■ RECORDED DATA ■
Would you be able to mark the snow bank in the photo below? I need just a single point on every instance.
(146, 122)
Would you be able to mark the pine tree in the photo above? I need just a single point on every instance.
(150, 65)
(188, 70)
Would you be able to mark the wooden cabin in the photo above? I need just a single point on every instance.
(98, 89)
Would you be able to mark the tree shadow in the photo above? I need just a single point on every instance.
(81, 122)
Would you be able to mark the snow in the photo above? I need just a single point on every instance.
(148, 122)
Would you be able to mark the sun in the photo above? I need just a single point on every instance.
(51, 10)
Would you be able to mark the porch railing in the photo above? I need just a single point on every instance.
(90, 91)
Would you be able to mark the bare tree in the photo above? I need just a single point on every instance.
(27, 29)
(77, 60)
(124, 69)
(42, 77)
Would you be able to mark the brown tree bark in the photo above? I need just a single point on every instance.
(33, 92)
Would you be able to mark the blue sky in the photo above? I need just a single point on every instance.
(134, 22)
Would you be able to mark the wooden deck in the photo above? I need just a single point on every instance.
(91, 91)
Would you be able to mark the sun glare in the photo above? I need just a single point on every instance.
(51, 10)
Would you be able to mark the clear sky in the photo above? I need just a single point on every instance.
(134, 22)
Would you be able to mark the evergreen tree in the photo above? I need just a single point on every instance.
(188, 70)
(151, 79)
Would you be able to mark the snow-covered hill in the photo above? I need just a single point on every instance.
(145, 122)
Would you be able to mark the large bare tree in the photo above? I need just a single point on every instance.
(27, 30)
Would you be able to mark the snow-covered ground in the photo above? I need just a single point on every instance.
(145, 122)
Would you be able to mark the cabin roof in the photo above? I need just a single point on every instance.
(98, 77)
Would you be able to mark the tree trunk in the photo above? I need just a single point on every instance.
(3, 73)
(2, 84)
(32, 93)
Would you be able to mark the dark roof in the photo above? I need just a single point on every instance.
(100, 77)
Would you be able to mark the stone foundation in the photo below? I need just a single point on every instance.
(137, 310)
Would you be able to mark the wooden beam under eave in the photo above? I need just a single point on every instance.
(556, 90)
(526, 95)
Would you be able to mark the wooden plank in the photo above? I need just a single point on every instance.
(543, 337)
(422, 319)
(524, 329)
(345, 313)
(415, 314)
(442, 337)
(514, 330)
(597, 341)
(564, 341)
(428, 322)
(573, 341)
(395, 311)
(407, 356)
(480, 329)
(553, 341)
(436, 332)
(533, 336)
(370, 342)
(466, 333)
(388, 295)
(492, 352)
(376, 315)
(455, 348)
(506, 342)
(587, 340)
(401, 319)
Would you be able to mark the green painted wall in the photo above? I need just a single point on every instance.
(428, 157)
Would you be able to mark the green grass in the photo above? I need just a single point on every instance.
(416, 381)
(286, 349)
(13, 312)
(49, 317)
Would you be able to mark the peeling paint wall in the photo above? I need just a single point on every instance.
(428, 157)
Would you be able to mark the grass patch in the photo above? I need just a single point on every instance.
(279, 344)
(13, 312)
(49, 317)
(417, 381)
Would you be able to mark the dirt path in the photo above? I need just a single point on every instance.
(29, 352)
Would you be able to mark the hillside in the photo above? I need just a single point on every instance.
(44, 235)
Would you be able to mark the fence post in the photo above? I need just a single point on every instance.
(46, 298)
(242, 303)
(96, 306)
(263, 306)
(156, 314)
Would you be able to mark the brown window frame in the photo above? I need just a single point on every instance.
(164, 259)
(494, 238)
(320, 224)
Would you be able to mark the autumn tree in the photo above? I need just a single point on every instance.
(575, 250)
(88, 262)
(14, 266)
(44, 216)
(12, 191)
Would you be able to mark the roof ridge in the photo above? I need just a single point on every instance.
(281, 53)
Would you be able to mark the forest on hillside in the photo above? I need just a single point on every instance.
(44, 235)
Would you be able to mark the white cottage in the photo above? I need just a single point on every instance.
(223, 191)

■ WHAT YOU NEED TO DO ■
Return each of the entries above verbatim, keeping every line in its original order.

■ TASK OUTPUT ■
Would you be able to mark the snow bank in the photo below? I need just a single point on every instance.
(146, 122)
Would you be able to mark the pine tree in the photo above? I need just a single point on every instance.
(150, 65)
(188, 70)
Would you be able to mark the wooden cabin in the photo above? I need just a single point on every instance.
(98, 89)
Would you be able to mark the tree shadow in the photo above? I need just a single point on every instance.
(81, 122)
Would you be able to mark the snow in the photo above? I need just a single point on every instance.
(148, 122)
Would you be able to mark the sun in the photo above? I need just a single point on every instance.
(51, 10)
Would you be able to mark the porch railing in the photo above? I need just a single point on every instance.
(90, 91)
Would you be able to mark the bare tree in the photo above? I need just a single point on every instance.
(27, 29)
(77, 60)
(124, 69)
(42, 77)
Would you be able to mark the brown tree bark in the photo above? I need just a single point on every instance.
(33, 92)
Would you be able to mark the blue sky in the photo above? I need just a single point on every instance.
(134, 22)
Would you be able to mark the wooden deck in the photo above? I need just a single point on every instance.
(91, 91)
Would you be able to mark the sun glare in the photo above? I need just a single point on every instance.
(51, 10)
Would you be able to mark the clear sky in the photo above? I need just a single point on every instance.
(134, 22)
Would you be able to mark the evergreen tree in the photo above? I need just a single point on every instance.
(188, 70)
(151, 79)
Would you be able to mark the snow-covered hill in the photo above? I need just a single point on every instance.
(145, 122)
Would you be able to mark the large bare tree in the photo above? I need just a single point on every instance.
(27, 30)
Would you be able to mark the snow-covered ground in the photo above? I need just a single point on every instance.
(145, 122)
Would you be able to mark the cabin roof in the photo above? I need just a single point on every instance.
(98, 77)
Would you be able to mark the tree trunk in the photo above? I need just a single point on every instance.
(3, 73)
(2, 84)
(32, 93)
Would you be able to mark the dark roof in the photo above? I need just a single point on every instance.
(100, 77)
Would you be able to mark the stone foundation in the photo below? I need just a single point on every instance.
(137, 310)
Would you be able to mark the wooden beam under eave in the photo above? I need just a single point on every instance.
(556, 90)
(526, 95)
Would you be able to mark the wooden plank in the photo above? I need just a single point on every instance.
(543, 337)
(422, 319)
(524, 329)
(345, 313)
(415, 314)
(442, 337)
(514, 330)
(597, 341)
(564, 341)
(428, 322)
(573, 341)
(395, 311)
(407, 356)
(480, 329)
(553, 341)
(436, 332)
(533, 336)
(370, 342)
(466, 333)
(388, 295)
(492, 352)
(376, 315)
(455, 348)
(506, 342)
(587, 340)
(401, 319)
Would you be able to mark the green painted wall in the photo above? I need just a single point on every instance.
(428, 157)
Would you be able to mark the green grass in the photo above? I need just a single point on every instance.
(416, 381)
(286, 349)
(13, 312)
(49, 317)
Would you be able to mark the peeling paint wall in the photo above? I need just a single point on every instance.
(428, 157)
Would you be able to mark the grass patch in the photo above? I need just a single point on every instance.
(279, 344)
(13, 312)
(49, 317)
(417, 381)
Would you be able to mark the dirt path in the photo above? I need just a single point on every instance.
(29, 352)
Would you be able to mark the hillside in the photo above? I need just a single point on every instance.
(44, 235)
Would you be able to mark the fence post in the photo above? I need just a single point on every instance.
(46, 298)
(242, 303)
(96, 306)
(263, 306)
(156, 314)
Would you be able to mark the brown window frame in the photo above? I need just a single point on every instance.
(164, 259)
(494, 238)
(320, 224)
Would you be able to mark the autumn tree in the photo above? I need just a single point on every instance.
(575, 250)
(88, 262)
(14, 266)
(44, 216)
(12, 191)
Would you be able to mark the roof ridge in the photo above? I need just a single point on every instance.
(281, 53)
Would you be able to mark the forest on hillside in the photo above? I need just a single point on every instance.
(44, 235)
Would you be able to mark the white cottage in the photo above? I need just a single point on every instance.
(223, 191)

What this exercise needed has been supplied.